- Work to complete
Please pick out and copy every line in the items below that contains the word "dark".
>> BEGIN Raw data
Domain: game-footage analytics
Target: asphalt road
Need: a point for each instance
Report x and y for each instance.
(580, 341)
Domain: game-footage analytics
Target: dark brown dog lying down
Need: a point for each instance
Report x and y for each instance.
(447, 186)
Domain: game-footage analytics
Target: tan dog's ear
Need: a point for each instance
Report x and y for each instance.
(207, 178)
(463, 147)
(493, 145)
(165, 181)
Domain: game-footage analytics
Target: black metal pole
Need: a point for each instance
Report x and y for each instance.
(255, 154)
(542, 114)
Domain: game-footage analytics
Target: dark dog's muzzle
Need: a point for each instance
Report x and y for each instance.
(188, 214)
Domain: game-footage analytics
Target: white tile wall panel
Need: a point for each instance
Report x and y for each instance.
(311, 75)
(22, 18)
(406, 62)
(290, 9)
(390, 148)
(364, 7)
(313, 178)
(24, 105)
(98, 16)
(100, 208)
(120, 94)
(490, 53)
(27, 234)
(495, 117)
>> END Raw data
>> BEGIN Raw data
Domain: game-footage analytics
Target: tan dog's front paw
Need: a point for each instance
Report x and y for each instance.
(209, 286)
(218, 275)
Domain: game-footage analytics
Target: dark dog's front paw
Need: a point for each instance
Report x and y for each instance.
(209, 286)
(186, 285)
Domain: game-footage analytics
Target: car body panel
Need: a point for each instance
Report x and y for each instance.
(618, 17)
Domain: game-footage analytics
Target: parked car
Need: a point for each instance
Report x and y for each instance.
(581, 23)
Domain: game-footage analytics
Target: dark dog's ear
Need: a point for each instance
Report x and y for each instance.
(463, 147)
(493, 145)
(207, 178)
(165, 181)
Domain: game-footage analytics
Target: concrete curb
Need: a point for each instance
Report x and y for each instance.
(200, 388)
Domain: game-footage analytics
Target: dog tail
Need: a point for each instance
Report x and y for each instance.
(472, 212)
>> END Raw data
- Task output
Target: dark brown dog lying down
Target: dark dog's muzzle
Target: dark dog's front paw
Target: dark dog's ear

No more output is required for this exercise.